### WHAT NEEDS TO BE DONE
Reproduce, character for character, the lines of the items below from the line containing "Someone flagged child in" through the line containing "[231,154,289,197]", including both of those lines.

>> start DATASET ENTRIES

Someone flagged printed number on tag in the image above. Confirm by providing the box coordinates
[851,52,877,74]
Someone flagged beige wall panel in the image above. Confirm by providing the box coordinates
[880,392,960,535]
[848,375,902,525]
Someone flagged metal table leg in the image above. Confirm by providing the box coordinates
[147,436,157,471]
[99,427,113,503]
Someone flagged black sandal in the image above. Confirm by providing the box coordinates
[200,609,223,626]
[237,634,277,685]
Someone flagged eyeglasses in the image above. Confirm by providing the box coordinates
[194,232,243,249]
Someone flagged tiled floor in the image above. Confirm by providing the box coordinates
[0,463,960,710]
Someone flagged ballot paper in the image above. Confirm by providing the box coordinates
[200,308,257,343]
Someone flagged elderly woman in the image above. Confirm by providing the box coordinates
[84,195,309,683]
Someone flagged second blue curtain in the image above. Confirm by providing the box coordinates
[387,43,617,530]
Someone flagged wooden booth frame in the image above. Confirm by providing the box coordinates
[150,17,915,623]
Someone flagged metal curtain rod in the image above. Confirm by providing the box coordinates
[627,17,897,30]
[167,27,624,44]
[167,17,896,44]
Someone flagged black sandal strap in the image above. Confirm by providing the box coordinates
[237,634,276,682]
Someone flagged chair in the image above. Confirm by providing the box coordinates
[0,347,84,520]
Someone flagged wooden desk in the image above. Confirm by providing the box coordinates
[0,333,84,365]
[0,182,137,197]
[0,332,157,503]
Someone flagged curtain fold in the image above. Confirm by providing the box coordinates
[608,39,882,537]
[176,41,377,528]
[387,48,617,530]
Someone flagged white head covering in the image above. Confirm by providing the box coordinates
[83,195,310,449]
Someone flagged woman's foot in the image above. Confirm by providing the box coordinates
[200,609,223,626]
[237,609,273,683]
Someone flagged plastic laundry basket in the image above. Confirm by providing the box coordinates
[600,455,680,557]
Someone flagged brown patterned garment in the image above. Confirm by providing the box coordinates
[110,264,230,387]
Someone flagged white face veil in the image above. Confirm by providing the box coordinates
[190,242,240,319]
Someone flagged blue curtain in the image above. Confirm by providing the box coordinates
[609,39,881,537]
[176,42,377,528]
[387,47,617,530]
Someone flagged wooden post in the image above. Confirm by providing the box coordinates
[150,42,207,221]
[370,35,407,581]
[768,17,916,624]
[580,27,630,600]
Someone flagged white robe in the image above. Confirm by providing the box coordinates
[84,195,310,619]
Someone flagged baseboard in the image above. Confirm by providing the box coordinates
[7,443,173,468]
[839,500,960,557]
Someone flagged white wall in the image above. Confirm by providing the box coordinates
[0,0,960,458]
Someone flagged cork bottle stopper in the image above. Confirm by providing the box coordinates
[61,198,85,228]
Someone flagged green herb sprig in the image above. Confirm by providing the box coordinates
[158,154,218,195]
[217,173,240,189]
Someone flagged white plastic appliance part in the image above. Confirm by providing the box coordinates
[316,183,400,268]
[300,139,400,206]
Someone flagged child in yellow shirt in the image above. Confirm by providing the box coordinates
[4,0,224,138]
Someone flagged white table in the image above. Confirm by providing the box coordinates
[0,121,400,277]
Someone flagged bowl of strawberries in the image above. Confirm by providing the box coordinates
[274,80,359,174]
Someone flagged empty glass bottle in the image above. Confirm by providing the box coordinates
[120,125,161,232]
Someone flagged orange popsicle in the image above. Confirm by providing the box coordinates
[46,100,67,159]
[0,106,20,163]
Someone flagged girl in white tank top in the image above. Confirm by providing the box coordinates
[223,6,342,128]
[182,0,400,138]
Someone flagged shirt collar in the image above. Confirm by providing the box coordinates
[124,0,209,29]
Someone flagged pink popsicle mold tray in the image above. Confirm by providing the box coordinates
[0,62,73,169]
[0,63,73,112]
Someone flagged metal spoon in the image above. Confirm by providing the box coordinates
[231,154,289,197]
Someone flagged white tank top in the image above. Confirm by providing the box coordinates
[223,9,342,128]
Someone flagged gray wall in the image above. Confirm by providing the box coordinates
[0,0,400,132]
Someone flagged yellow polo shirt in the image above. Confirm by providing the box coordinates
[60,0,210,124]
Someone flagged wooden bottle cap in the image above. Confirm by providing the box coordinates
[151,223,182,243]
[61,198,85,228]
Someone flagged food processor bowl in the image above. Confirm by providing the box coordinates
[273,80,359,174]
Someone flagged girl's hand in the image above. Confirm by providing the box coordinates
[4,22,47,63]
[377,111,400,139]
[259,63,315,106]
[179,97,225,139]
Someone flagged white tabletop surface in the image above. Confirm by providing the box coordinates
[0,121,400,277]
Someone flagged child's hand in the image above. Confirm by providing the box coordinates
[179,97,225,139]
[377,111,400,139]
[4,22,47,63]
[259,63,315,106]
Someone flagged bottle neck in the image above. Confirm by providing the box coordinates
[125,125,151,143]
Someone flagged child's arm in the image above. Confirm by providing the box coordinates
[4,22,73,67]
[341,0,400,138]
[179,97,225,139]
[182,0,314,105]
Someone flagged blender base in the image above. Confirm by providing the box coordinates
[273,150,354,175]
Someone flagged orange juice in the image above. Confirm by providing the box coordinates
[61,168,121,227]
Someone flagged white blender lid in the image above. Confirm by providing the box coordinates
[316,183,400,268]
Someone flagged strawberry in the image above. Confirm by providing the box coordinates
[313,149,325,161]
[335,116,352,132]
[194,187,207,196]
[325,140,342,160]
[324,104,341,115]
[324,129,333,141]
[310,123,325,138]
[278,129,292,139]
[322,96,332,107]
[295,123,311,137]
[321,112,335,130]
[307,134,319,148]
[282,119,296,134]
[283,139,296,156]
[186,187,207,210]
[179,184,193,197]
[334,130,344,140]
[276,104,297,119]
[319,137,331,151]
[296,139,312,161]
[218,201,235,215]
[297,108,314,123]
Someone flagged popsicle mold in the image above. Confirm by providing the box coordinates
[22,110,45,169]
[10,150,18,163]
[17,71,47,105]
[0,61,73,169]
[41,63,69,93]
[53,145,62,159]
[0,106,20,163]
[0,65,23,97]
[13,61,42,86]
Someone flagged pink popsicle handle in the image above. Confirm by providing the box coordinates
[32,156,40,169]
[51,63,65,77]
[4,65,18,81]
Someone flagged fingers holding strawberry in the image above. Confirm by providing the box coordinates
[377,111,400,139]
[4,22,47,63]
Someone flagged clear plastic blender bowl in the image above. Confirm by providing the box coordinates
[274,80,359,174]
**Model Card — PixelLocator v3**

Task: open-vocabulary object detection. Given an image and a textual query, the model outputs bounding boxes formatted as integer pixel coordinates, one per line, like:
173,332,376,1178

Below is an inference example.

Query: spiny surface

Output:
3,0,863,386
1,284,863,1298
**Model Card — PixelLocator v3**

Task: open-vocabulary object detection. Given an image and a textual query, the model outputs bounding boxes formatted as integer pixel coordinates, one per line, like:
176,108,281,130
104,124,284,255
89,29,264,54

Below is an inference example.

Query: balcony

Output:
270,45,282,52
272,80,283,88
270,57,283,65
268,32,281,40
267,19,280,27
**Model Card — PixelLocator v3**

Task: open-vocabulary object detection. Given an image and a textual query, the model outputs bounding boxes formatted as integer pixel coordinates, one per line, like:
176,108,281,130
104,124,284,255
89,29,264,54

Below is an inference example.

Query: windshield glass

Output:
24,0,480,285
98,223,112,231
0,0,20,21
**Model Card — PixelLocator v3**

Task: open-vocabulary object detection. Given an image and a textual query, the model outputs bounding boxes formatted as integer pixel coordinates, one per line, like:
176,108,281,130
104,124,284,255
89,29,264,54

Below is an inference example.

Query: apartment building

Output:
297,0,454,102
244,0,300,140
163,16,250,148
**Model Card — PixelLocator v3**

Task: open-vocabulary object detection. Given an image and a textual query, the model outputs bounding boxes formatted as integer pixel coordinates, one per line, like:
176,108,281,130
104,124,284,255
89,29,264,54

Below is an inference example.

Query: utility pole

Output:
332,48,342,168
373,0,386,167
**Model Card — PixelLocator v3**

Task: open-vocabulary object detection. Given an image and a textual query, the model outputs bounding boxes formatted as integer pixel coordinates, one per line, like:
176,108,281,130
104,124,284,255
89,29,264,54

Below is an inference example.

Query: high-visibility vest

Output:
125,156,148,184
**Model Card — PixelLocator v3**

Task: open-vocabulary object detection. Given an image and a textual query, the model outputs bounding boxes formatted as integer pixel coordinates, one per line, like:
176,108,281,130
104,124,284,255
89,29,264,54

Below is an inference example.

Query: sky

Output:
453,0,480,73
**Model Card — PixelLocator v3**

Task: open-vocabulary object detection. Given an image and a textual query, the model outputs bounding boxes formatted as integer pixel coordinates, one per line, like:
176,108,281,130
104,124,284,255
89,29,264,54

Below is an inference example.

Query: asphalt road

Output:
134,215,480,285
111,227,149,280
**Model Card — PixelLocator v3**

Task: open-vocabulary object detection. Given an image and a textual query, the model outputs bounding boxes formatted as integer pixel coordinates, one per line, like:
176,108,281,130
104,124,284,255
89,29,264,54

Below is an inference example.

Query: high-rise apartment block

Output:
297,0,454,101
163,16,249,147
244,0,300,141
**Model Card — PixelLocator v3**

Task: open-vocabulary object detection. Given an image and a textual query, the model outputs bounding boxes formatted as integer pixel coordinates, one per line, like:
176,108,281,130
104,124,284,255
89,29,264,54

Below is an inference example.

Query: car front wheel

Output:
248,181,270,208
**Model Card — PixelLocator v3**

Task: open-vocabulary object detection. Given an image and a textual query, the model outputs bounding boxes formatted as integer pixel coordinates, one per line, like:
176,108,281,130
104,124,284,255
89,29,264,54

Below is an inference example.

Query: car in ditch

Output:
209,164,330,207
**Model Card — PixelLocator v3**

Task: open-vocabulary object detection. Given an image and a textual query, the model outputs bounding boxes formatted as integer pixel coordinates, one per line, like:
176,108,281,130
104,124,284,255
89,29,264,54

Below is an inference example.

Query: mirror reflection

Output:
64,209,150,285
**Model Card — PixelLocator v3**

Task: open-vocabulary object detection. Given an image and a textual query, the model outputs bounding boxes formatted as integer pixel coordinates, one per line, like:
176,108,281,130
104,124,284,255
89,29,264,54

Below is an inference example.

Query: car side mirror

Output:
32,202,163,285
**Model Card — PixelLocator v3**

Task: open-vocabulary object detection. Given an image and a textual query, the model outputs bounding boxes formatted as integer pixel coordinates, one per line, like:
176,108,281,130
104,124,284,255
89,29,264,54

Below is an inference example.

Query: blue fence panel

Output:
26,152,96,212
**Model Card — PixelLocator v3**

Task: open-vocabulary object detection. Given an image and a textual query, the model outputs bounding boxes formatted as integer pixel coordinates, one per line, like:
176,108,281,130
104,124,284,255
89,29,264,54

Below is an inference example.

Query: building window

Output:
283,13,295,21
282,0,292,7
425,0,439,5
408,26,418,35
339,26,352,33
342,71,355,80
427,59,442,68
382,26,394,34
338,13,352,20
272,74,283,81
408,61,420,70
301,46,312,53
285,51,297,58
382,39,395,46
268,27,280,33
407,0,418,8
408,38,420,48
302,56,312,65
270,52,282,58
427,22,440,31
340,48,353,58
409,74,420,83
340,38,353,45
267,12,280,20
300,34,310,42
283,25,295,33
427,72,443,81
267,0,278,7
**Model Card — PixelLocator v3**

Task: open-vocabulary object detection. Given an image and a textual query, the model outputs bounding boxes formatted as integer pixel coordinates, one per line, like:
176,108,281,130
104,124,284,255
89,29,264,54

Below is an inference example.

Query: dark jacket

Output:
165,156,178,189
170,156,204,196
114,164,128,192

>> end DATASET ENTRIES

### FULL ANSWER
Someone flagged child in yellow shirt in the image above. Confirm by providing the box coordinates
[4,0,224,138]
Someone flagged white table in the image above. Confirm by providing the box coordinates
[0,121,400,277]
Someone flagged bowl of strawberries in the image above. Confirm by providing the box coordinates
[274,80,359,174]
Someone flagged empty glass bottle in the image above. Confirm by providing the box coordinates
[120,125,161,232]
Someone flagged orange popsicle in the image above. Confirm by providing the box coordinates
[46,100,67,159]
[0,106,20,163]
Someone flagged girl in white tank top in the image above. Confirm by providing the box coordinates
[223,6,342,128]
[182,0,400,138]
Someone flagged shirt collar in the image above. Confirm by providing the box coordinates
[124,0,209,29]
Someone flagged pink popsicle mold tray in the image above. Confirm by providing the box coordinates
[0,62,73,169]
[0,63,73,112]
Someone flagged metal spoon in the image above. Confirm by providing the box coordinates
[231,154,289,197]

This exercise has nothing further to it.